==== RAW DATA
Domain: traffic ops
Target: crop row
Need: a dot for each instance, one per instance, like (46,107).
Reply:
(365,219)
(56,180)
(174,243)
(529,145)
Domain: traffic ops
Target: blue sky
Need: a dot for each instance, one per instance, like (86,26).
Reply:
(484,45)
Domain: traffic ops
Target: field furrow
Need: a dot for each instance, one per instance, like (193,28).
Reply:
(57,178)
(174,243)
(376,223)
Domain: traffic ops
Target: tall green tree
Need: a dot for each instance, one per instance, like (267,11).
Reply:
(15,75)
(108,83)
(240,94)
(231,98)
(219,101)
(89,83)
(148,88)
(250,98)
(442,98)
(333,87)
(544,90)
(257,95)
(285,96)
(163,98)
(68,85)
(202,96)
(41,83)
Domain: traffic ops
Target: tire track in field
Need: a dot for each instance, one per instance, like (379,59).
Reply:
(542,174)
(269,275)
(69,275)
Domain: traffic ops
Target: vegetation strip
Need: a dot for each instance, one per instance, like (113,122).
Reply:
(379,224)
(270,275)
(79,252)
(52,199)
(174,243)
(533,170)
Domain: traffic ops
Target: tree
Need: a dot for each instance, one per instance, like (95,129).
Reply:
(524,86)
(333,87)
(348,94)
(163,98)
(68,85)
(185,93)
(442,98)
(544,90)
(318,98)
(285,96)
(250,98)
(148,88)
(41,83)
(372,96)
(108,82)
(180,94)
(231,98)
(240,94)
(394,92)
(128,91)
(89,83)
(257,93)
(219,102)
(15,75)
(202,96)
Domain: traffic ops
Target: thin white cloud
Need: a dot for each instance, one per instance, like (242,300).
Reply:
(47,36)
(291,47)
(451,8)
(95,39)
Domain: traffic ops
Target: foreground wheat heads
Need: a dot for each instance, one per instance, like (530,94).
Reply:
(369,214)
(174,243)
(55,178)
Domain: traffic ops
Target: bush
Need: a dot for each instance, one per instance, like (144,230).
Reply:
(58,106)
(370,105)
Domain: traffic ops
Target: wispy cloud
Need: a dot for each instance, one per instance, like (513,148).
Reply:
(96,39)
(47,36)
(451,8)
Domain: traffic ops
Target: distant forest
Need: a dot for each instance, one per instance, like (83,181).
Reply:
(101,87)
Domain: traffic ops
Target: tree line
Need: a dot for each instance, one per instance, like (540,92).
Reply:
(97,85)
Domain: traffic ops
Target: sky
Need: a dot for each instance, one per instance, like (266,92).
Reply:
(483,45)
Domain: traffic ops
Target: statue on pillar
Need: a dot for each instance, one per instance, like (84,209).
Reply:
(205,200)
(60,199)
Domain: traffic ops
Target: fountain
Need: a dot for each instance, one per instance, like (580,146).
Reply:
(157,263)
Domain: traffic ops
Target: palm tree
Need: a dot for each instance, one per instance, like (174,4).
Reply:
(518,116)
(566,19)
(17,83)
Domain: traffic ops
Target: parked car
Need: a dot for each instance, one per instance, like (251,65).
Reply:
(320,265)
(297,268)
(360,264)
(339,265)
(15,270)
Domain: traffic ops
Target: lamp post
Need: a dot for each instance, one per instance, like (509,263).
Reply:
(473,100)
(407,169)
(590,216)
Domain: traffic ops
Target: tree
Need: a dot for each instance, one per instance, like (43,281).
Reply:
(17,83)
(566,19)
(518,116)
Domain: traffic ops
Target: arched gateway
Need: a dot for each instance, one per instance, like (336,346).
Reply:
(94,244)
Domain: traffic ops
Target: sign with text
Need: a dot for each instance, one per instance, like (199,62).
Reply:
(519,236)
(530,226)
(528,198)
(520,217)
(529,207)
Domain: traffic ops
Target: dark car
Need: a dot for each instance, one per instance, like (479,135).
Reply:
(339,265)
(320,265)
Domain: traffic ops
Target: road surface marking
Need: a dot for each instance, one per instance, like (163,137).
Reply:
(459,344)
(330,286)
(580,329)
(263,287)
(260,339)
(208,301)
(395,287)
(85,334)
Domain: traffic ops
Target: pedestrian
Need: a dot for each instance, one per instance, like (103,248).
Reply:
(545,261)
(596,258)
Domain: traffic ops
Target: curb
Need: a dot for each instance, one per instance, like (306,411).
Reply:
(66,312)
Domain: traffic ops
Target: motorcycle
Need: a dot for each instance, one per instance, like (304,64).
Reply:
========
## GIVEN PROBLEM
Retype all of the data shown above, word for word.

## ANSWER TO THIS EXERCISE
Domain: traffic ops
Target: crop row
Need: a dot for each instance, one per instance, like (46,107).
Reply:
(365,219)
(56,180)
(174,243)
(529,145)
Domain: traffic ops
Target: blue sky
Need: a dot for each instance, one per instance, like (86,26).
Reply:
(484,45)
Domain: traffic ops
Target: field furrow
Need: a dot for each instance, one per instance, like (193,28).
Reply:
(57,178)
(174,243)
(376,223)
Domain: traffic ops
Target: tall green tree
Need: a dot for each instance, one per instance, like (267,11).
Reply:
(15,75)
(108,83)
(240,94)
(231,98)
(219,101)
(89,83)
(148,88)
(250,98)
(442,98)
(333,87)
(544,90)
(257,95)
(285,96)
(163,98)
(68,85)
(202,96)
(41,83)
Domain: traffic ops
Target: tire track in field
Need: a dot for each instance, one per instance, like (379,59).
Reply:
(542,174)
(269,275)
(69,275)
Domain: traffic ops
Target: vegetation strip
Need: a dot for each instance, one per instance, like (113,122).
Reply:
(379,224)
(270,275)
(79,252)
(52,199)
(174,243)
(533,170)
Domain: traffic ops
Target: tree
Need: a dot for each instance, one per instance, like (95,129).
Reply:
(524,86)
(333,87)
(348,94)
(163,98)
(68,85)
(185,93)
(442,98)
(544,90)
(318,98)
(285,96)
(250,98)
(148,88)
(41,83)
(372,96)
(108,82)
(180,94)
(231,98)
(240,94)
(394,92)
(128,91)
(89,83)
(257,93)
(219,102)
(15,75)
(202,96)
Domain: traffic ops
Target: thin white cloud
Need: a dot for each instance, one per instance, like (242,300).
Reply:
(47,36)
(291,47)
(451,8)
(95,39)
Domain: traffic ops
Target: foreground wheat heads
Need: a dot for each instance, one per instance, like (530,94).
Reply:
(369,214)
(174,243)
(55,178)
Domain: traffic ops
Target: bush
Need: a dot for each instance, one per instance, like (144,230).
Reply:
(58,106)
(370,105)
Domain: traffic ops
Target: wispy cloud
Need: a dot for each instance, one per instance, like (513,148).
Reply:
(96,39)
(47,36)
(451,8)
Domain: traffic ops
Target: distant forest
Need: a dot for each instance, one per instance, like (83,181).
Reply:
(101,87)
Domain: traffic ops
Target: tree line
Need: a dot for each instance, one per instance, like (540,92).
Reply:
(97,85)
Domain: traffic ops
Target: sky
Need: a dot for each instance, one per instance, like (266,92).
Reply:
(483,45)
Domain: traffic ops
Target: statue on pillar
Need: a dot for each instance, one per instance, like (84,209).
Reply:
(205,200)
(60,199)
Domain: traffic ops
Target: fountain
Need: a dot for each instance, one per instance, like (580,146).
Reply:
(157,263)
Domain: traffic ops
Target: palm tree
Need: a dot for each instance, one per instance, like (174,4).
Reply:
(518,116)
(566,19)
(17,83)
Domain: traffic ops
Target: parked car
Need: a dot for each instance, one per instance, like (251,65).
Reply:
(320,265)
(297,268)
(360,264)
(339,265)
(15,270)
Domain: traffic ops
Target: lamp post
Need: a dot for each instance, one per instance, like (509,263).
Reply:
(473,100)
(407,169)
(590,216)
Domain: traffic ops
Target: tree
Need: a dot for each instance, one per instance, like (43,281).
Reply:
(17,83)
(566,19)
(518,116)
Domain: traffic ops
Target: arched gateway
Need: a dot for each instance, one per instance, like (336,346).
Reply:
(94,244)
Domain: traffic ops
Target: sign with text
Need: a dot for each instance, one per instance, like (199,62).
Reply:
(519,236)
(530,226)
(528,198)
(520,217)
(529,207)
Domain: traffic ops
Target: dark car
Need: a dot for each instance, one per instance, like (479,135).
Reply:
(339,265)
(320,265)
Domain: traffic ops
Target: road surface marking
Need: a dot for each instance, one per instance, like (163,137).
Reply:
(459,344)
(330,286)
(580,329)
(263,287)
(260,339)
(208,301)
(395,287)
(85,334)
Domain: traffic ops
Target: pedestrian
Need: a dot for each instance, one per instance, like (103,248).
Reply:
(545,261)
(596,258)
Domain: traffic ops
Target: curb
Need: a dot for each instance, one per instance, like (306,411).
Reply:
(66,312)
Domain: traffic ops
Target: motorcycle
Need: a dot for each instance, one per instance, like (304,64).
Reply:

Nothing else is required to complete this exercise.